>> START
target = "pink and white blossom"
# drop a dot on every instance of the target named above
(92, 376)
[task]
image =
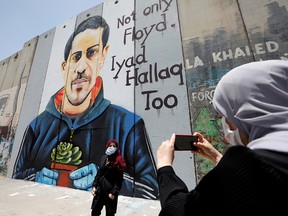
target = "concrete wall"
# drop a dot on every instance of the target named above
(164, 62)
>> END
- [Do this]
Reproduce every row above word for word, omitting the pictures from your answer.

- [Output]
target = "pink and white blossom"
# drop a dot on every instance of the target named above
(92, 376)
[task]
image =
target = "concrete wall"
# drop a dot on every instance of the target named above
(164, 62)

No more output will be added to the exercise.